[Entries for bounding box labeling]
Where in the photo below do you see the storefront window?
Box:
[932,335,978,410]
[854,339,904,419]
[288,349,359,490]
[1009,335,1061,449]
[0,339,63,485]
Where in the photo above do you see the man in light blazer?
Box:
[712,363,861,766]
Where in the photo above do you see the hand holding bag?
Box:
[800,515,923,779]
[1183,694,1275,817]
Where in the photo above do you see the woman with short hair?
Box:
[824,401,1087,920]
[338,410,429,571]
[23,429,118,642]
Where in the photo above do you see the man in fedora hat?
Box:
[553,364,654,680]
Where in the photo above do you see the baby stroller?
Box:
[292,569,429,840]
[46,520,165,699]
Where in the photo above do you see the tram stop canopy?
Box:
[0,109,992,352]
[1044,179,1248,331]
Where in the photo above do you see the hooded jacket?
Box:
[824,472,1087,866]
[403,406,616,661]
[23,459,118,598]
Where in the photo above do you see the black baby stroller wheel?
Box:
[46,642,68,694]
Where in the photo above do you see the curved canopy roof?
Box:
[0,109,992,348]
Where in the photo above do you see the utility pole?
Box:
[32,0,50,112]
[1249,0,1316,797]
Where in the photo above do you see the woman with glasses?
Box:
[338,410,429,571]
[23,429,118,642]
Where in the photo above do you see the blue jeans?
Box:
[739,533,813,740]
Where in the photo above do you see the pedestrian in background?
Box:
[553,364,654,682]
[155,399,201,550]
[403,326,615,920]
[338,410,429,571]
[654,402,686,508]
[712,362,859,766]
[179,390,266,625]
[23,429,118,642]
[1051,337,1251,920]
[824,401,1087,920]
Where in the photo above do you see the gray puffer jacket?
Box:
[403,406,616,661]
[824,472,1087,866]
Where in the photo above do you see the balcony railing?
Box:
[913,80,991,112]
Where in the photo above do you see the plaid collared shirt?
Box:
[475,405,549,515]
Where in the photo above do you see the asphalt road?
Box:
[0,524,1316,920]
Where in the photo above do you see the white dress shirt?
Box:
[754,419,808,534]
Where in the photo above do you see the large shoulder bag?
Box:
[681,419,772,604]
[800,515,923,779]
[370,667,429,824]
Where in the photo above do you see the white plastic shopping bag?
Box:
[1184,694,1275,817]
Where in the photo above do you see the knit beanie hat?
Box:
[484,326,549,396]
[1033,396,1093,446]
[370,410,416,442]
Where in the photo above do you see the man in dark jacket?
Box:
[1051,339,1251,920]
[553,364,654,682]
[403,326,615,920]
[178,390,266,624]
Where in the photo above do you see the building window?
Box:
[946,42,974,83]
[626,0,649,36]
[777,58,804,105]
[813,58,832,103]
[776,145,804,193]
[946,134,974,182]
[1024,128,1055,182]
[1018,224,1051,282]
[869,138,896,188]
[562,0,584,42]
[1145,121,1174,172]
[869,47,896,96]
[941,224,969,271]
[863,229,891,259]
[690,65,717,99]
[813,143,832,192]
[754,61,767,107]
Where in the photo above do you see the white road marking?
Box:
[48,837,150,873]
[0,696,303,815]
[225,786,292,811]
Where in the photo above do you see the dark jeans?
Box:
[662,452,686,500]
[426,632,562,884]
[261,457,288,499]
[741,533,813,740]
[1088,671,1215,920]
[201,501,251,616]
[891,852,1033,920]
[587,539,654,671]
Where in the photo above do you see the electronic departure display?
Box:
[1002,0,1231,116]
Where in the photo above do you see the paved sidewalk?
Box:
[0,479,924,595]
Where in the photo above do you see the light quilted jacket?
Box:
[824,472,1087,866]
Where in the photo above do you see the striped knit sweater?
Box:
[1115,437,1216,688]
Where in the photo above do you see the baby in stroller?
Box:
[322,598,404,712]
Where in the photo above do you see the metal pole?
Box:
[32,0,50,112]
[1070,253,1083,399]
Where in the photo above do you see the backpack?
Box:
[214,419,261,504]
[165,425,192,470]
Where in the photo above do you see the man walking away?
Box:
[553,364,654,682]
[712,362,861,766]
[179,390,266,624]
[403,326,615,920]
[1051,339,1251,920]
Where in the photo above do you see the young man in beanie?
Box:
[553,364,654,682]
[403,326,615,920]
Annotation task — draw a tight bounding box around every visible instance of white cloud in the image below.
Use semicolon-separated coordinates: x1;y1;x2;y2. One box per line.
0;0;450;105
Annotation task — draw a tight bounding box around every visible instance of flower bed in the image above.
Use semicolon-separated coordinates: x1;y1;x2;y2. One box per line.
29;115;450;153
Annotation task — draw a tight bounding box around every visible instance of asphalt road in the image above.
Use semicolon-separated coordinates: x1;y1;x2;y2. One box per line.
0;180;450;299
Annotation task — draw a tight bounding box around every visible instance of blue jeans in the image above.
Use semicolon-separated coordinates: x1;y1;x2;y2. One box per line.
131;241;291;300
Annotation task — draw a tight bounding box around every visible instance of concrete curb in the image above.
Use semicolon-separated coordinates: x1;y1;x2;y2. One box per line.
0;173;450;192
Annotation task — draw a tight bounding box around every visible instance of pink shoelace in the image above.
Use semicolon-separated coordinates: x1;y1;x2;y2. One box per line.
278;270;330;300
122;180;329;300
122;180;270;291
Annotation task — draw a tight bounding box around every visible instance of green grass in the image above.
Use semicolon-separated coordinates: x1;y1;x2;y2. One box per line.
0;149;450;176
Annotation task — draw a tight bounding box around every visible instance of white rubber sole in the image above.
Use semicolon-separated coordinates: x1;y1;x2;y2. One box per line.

Task requirements: Rewrite the stretch of the material from its start through the line containing "[23,459,118,598]", substituting "pram" for "baby stroller" and leaving everything else unchanged.

Exercise result:
Where in the photo below do you see the storefront window?
Box:
[932,335,978,410]
[854,339,904,419]
[288,349,359,490]
[1009,335,1061,449]
[0,339,63,485]
Where in the photo above do you see the man in light blazer?
Box:
[712,363,861,766]
Where in the photo above do you see the hand holding bag?
Box:
[800,515,923,779]
[1183,694,1275,817]
Where in the photo above do you see the woman with short hair?
Box:
[824,401,1087,920]
[338,410,429,571]
[23,429,118,642]
Where in the photo above do you see the man in fedora hat?
Box:
[553,364,654,680]
Where in the photo above do you see the pram?
Box:
[292,569,429,840]
[46,520,165,699]
Where in the photo above do you see the tram stop canopy?
Box:
[0,109,992,352]
[1044,179,1248,331]
Where in the photo above do you see the hooded jacket?
Box:
[824,472,1087,866]
[403,406,616,661]
[23,459,118,598]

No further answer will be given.